I really admired Gordon Brown. I got a real tingle from his handshake. He held it for a while. I thought: This guy’s really hot. He’s gonna win! He’s gonna win!… And then it all went sour and here we are now.

JOHN: Are you doing a podcast because it allows you to be more serious? So you don’t have to do gag-gag-gag?

SCOTT: No. I just like chat. In comedy, I am very gag oriented. I am very jokey.

JOHN: You are very fast.

SCOTT: I don’t write set-ups. I tend to just tell punchlines for 25 or 30 minutes. When I first came over from the US and was playing the UK, I was very much nicer and, when I started breaking the mainstream, I felt I had to buffer. But I don’t buffer jokes now. I don’t at all. 

JOHN: Define ‘buffer’.

SCOTT: A set-up.

There’s a traditional joke set-up. You set the joke up. You do an example. And then you tell a punch.

My mother is tough. When I was a kid, she did this to me. And… PUNCH.

I understand that structure and it’s something audiences are very comfortable with. It’s familiar. But now I skip the first two parts. I just tell the punches.

== Objective 1 ==
Locate each line in the records that contains the word "white" and copy those lines out.

== Records shown ==
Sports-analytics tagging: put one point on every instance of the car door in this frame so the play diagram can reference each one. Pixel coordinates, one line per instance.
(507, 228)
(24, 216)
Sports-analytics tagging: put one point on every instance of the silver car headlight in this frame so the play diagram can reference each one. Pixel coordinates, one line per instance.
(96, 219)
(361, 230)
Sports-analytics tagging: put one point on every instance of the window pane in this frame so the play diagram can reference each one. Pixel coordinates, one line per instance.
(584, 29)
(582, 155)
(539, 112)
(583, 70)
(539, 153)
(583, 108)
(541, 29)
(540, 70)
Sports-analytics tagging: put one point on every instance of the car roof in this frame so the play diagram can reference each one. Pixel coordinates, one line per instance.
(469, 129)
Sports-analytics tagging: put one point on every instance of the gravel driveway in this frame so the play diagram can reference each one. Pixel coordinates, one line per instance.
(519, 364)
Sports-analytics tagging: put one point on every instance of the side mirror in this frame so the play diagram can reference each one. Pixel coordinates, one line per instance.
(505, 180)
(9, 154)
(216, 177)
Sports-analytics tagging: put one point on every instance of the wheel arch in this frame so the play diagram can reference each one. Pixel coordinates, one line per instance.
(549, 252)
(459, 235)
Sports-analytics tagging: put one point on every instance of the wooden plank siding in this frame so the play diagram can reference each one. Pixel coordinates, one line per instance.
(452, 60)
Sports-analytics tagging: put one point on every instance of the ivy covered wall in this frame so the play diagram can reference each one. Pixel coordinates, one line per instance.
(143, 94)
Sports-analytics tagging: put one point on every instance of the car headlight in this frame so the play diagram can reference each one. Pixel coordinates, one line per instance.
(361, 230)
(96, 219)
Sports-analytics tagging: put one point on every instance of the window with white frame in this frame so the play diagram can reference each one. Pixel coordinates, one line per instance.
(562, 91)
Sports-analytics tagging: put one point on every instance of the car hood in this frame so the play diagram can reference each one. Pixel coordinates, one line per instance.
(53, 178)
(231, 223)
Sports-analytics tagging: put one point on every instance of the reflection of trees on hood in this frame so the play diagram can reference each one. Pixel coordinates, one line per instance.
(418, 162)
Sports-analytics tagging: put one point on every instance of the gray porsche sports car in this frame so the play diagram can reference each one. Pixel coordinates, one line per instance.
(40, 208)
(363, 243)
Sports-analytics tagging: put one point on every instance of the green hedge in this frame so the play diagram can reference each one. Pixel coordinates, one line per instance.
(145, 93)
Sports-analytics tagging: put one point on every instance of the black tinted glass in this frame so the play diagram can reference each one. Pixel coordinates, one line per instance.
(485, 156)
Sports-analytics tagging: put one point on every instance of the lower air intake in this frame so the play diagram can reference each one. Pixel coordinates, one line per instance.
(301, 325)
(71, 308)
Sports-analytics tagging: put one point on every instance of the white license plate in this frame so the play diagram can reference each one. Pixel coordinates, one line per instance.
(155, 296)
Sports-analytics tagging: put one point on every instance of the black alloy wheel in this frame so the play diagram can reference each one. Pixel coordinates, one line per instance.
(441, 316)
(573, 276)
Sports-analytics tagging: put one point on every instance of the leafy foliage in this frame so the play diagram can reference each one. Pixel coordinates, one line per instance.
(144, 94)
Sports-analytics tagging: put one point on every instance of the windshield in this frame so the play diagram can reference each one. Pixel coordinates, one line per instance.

== Objective 2 ==
Please write out the interview again, starting at "There’s a traditional" and ending at "me. And… PUNCH.", with "strict" substituted for "tough".

== Exercise output 1 ==
Sports-analytics tagging: put one point on every instance of the window with white frame in this frame so the play diagram can reference each one. Pixel coordinates, one line per instance.
Sports-analytics tagging: put one point on every instance of the white license plate in this frame so the play diagram can reference each one. Pixel coordinates, one line per instance.

== Exercise output 2 ==
There’s a traditional joke set-up. You set the joke up. You do an example. And then you tell a punch.

My mother is strict. When I was a kid, she did this to me. And… PUNCH.